Start of Block

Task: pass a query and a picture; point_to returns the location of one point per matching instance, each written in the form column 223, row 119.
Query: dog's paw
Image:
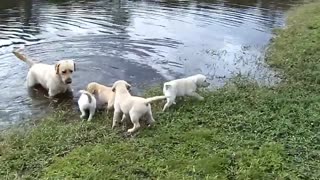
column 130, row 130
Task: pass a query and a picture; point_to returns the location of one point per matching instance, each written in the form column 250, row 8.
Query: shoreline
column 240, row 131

End of Block
Start of Block

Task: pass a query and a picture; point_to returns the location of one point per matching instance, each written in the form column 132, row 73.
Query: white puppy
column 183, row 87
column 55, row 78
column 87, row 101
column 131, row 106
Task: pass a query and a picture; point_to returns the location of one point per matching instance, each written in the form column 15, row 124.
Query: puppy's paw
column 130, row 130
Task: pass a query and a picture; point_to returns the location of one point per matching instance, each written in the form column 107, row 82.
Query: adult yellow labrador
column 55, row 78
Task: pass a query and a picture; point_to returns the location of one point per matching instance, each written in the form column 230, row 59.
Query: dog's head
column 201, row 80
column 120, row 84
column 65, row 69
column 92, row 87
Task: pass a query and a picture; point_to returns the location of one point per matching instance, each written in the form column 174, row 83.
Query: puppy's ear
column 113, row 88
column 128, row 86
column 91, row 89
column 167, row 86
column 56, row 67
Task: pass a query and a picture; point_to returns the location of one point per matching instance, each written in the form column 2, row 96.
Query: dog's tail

End of Block
Start of Block

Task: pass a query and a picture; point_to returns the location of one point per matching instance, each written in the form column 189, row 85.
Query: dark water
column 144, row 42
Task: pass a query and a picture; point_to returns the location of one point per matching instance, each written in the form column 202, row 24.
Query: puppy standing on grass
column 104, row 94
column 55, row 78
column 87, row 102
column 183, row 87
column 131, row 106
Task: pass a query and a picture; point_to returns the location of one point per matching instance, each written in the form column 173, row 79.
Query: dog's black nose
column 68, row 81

End of Block

Only one stretch of the entries above is wanted: the lines from the one containing "174, row 83." through the one containing "Query: dog's tail". Please reproduce it exactly.

**Answer to the problem**
Task: pass a query and a picture; point_to returns the location of one point per matching instance, each written in the form column 174, row 83.
Query: puppy's ear
column 113, row 88
column 128, row 86
column 91, row 89
column 167, row 86
column 56, row 67
Task: pass a query and a picture; point_to returns the location of one point per matching instance, each written in the form column 2, row 96.
Query: dog's tail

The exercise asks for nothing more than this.